[WHAT IS NEEDED] Return, word for word, the passage of the story about Xanax and marijuana between "The following is" and "a rabbit hole.", inclusive.

[EXTRACTED TEXT]
* * * * * * * * *
The following is a collective cautionary story to depict the dangers of both benzodiazepines (more particularly Xanax) and psychoactive drugs (in this instance, cannabis). For some people, who neither mix pills with alcohol or who have brain chemistry which reacts well to marijuana, read no further. But some are better off with exercise and good nutrition, avoiding both all together unless they desire to go down a rabbit hole.
For Trevor Gerard, the journey through the tragic, often little discussed side of Xanax and marijuana all started in sophomore year at Davis High School, when he was diagnosed with severe participation and social anxiety, and prescribed Xanax in a minute dosage. All addictions start small, the first little hit, bump, pop. At this time, the rapper Lil Xan did not exist, social media did not promote ‘benzos’ as popular. But soon, like cigarettes in the 1960s, people would send out videos of themselves taking bars of Xanax as routinely as a hobbie on Instagram with a simple click and record.
Gerard became absorbed in the culture before it surfaced major news coverage when influential rapper Lil Peep died of overdose (with traces of fentanyl) in late 2017. In junior year, he played up his anxiety and increased his dosage, showing up to class one day on “6 mg of Xanax and I was all messed up. But I faked being sick at the nurses office to go home.” When Gerard returned home, he “took more xanax, drank,” and continued in a form of perpetual self medication and self destruction. He took 2 mg more, which accumulated 10 mg in his system. His “tolerance had been high” and he had yet to black out from all of it, but in a short time he made a decision, like so many other teens coping with substances across the world, which would delete all modes of rational thought and send him over the edge.
He drank “three shots of Jamison whiskey which is what messed it all up for me. Next thing I know I had not even stepped out on the street in front of my house, when the police arrested me.” From feint memory, it turns out he jumped into his neighbor’s yard before going out on the street and attempted to “break into his house, either due to paranoia of being at home or to rob something.” The neighbor had pulled a gun on him and called the cops, who proceeded to throw him most literally and forcefully into the cop car, lights fading and blurring as the car crept to the station, two strangers in the front. In what seemed like a moment’s time, he found himself in a detox cell “and I fell into a Xanax coma type thing.”
Waking up the next day in the cell, Gerard “was convinced I was in jail for just a few hours.” But a few hours for him was one of the biggest scares for his friends and family, as “everybody told me I was in detox for a whole day and never moved. I didn’t believe them till they served us breakfast in jail, then I realized I’ve been in jail for a day and nobody knew where I was.” Sadly, for many who black out only to find themselves in a jail cell or 51/50 hold at a mental hospital, the police department and faculty have trouble reaching immediate family for some time.
Gerard “was finally able to call my mom and get a lawyer on the second day of being locked up.” But his stay in the uncomfortable, jarring darkness of mere toilet and bed without any sheets to keep him warm had just begun, lasting another 3 days and nights. Although this might be a captivating story to tell close friends around a campfire and was able to get his “charges dropped from burglary to criminal trespassing and criminal mischief”, he warns others not to allow Xanax to “mess you over hard.”
* * * * * * * * *
[INFORMATION SUPPLIED]
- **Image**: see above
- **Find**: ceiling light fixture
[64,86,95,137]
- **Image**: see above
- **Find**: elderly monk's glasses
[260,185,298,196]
* * * * * * * * *
[YOUR RESPONSE]
The following is a collective cautionary story to depict the dangers of both benzodiazepines (more particularly Xanax) and psychoactive drugs (in this instance, cannabis). For some people, who neither mix pills with alcohol or who have brain chemistry which reacts well to marijuana, read no further. But some are better off with exercise and good nutrition, avoiding both all together unless they desire to go down a rabbit hole.